After the October 1984 Brighton bomb - an attempt to assassinate the British Prime Minister and other members of Britain's government - the Provisional IRA warned in a statement afterwards: "Today we were unlucky, but remember, we only have to be lucky once. You will have to be lucky always..."
And while these matters can't just be put down to luck, I think the truth is that al-Qaeda got 'lucky' against the United States on 9/11. Or maybe it was 'chance' more than 'luck'? Whichever, I think we have to accept that no amount of fences can prevent terrorist attacks altogether, and in the face of a determined terrorist cell, the security services are - to an extent - reactive agents reliant on chance, and not a little luck, as much as skill.
The novelty of the 9/11 Report is that it is perhaps the first attempt to publicly and openly examine a terrorist atrocity as a systemic failure as much as a human tragedy. The authors of the Report are sensitive but also clinical in their focus. The most productive and illuminating section of the Report is its explanation of what occurred. Many have pointed to the omission of the testimony of George Tenet, and I agree that is a major omission, but what comes out of the Report very clearly is that the failures on 9/11 (and before) were numerous and multifarious and not confined to a few select individuals. There were the local immigration enforcement officials who did not pick-up on, or act on, certain warning signs concerning the individual cell members. There was a White House that - apparently - wasn't as alert to the threat or as open as it could be to the possibility of a terrorist attack on the continental United States of this scale and magnitude. We read of a previous administration (Clinton's) that did not take the threat as seriously as it should have done. The Report also highlights an intelligence community that was inexplicably inert to the strange movements and actions of the cell members within the United States and elsewhere. And a military response that was designed to save lives in any kind of attack scenario, but that proved wholly inadequate on the day. And so on.

_Record extracts_
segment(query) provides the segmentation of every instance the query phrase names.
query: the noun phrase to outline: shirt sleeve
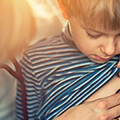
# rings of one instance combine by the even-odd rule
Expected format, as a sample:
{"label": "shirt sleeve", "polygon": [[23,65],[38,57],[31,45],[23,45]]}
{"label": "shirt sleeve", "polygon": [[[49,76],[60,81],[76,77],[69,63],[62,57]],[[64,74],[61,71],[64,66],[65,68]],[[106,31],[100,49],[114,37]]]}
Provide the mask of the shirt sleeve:
{"label": "shirt sleeve", "polygon": [[[30,56],[25,54],[20,62],[22,75],[26,85],[26,96],[27,96],[27,112],[28,118],[34,120],[36,112],[41,104],[41,87],[36,77],[34,65]],[[22,110],[22,97],[21,97],[21,86],[18,81],[17,83],[17,95],[16,95],[16,120],[24,120]]]}

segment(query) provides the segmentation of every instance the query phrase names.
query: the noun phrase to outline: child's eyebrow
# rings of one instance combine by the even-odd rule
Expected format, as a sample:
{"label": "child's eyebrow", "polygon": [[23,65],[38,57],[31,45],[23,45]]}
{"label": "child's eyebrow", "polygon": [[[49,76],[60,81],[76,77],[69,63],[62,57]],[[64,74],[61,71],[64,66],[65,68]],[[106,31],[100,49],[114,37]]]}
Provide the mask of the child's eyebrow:
{"label": "child's eyebrow", "polygon": [[90,31],[90,32],[95,32],[95,33],[99,33],[99,34],[104,34],[103,32],[101,32],[101,31],[97,31],[97,30],[93,30],[93,29],[90,29],[90,28],[85,28],[85,27],[83,27],[83,26],[81,26],[84,30],[86,30],[86,31]]}

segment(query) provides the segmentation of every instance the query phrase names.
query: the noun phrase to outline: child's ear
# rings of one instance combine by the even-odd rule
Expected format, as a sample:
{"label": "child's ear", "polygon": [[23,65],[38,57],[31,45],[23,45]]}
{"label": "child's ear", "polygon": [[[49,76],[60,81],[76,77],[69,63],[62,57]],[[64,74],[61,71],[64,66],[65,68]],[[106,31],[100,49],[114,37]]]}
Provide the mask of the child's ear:
{"label": "child's ear", "polygon": [[58,5],[59,5],[59,7],[60,7],[60,10],[61,10],[61,12],[62,12],[63,17],[64,17],[66,20],[68,20],[67,11],[66,11],[65,6],[62,4],[61,0],[57,0],[57,1],[58,1]]}

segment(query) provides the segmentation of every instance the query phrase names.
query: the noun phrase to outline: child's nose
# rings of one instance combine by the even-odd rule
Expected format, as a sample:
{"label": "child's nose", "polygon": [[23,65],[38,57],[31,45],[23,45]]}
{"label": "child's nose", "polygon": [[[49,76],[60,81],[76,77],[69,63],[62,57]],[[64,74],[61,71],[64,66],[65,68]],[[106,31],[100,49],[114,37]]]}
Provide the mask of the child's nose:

_Tasks to perform_
**1)** From the commentary on the 9/11 Report above, copy the passage from "And while these" to "much as skill.".
**2)** Based on the commentary on the 9/11 Report, answer yes or no to each statement and quote the words that decide it: (a) The Brighton bomb took place in October 1984. (b) The writer calls the absence of George Tenet's testimony a minor omission. (c) The writer says the failures on 9/11 were limited to a few select individuals.
**3)** According to the commentary on the 9/11 Report, which section of the Report is the most productive and illuminating?

_Answers below_
**1)**
And while these matters can't just be put down to luck, I think the truth is that al-Qaeda got 'lucky' against the United States on 9/11. Or maybe it was 'chance' more than 'luck'? Whichever, I think we have to accept that no amount of fences can prevent terrorist attacks altogether, and in the face of a determined terrorist cell, the security services are - to an extent - reactive agents reliant on chance, and not a little luck, as much as skill.

**2)**
(a) Yes: "After the October 1984 Brighton bomb"
(b) No: "I agree that is a major omission"
(c) No: "not confined to a few select individuals"

**3)** Its explanation of what occurred.